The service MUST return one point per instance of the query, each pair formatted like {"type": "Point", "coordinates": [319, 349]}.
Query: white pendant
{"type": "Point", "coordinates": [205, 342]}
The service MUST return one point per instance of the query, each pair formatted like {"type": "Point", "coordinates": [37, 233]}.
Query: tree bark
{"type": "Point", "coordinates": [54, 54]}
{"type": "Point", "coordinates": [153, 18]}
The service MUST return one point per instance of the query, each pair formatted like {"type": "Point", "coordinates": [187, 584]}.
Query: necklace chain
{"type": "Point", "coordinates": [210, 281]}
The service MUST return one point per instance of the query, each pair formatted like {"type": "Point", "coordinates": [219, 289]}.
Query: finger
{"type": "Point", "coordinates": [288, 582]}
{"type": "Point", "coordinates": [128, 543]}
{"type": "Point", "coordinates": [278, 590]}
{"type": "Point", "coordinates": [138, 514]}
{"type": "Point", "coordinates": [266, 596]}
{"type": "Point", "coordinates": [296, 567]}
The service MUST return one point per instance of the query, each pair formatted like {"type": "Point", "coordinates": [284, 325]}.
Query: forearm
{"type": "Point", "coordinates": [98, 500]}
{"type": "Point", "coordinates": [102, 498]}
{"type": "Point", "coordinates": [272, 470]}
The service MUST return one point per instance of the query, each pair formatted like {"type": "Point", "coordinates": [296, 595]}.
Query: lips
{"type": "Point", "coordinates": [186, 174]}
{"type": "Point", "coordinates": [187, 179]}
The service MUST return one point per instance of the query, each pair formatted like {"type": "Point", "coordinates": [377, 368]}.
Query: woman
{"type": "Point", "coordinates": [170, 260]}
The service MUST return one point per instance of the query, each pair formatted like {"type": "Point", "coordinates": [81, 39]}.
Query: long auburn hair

===

-- EXERCISE GOAL --
Write every entry out again exactly.

-- ANSWER FOR THE TASK --
The service MUST return one point per instance of the query, each pair formatted like {"type": "Point", "coordinates": [319, 349]}.
Query: white pendant
{"type": "Point", "coordinates": [205, 342]}
The service MUST return one point per instance of the query, each pair formatted like {"type": "Point", "coordinates": [37, 233]}.
Query: tree bark
{"type": "Point", "coordinates": [54, 54]}
{"type": "Point", "coordinates": [153, 18]}
The service MUST return one point per instance of the query, each pair formatted like {"type": "Point", "coordinates": [187, 584]}.
Query: necklace chain
{"type": "Point", "coordinates": [210, 281]}
The service MUST return one point per instance of the query, each pair formatted like {"type": "Point", "coordinates": [219, 289]}.
Query: finger
{"type": "Point", "coordinates": [288, 582]}
{"type": "Point", "coordinates": [128, 543]}
{"type": "Point", "coordinates": [278, 590]}
{"type": "Point", "coordinates": [138, 514]}
{"type": "Point", "coordinates": [266, 596]}
{"type": "Point", "coordinates": [296, 567]}
The service MUST return one point per instance of the query, each pair formatted like {"type": "Point", "coordinates": [284, 325]}.
Query: forearm
{"type": "Point", "coordinates": [98, 500]}
{"type": "Point", "coordinates": [102, 498]}
{"type": "Point", "coordinates": [272, 470]}
The service MUST return one point per instance of the query, each pair formatted like {"type": "Point", "coordinates": [296, 595]}.
Query: lips
{"type": "Point", "coordinates": [186, 174]}
{"type": "Point", "coordinates": [187, 179]}
The service MUST return one point per instance of the query, each pair formatted like {"type": "Point", "coordinates": [377, 368]}.
Query: woman
{"type": "Point", "coordinates": [170, 260]}
The service MUST return one point per instance of the query, each pair formatted like {"type": "Point", "coordinates": [81, 39]}.
Query: long auburn hair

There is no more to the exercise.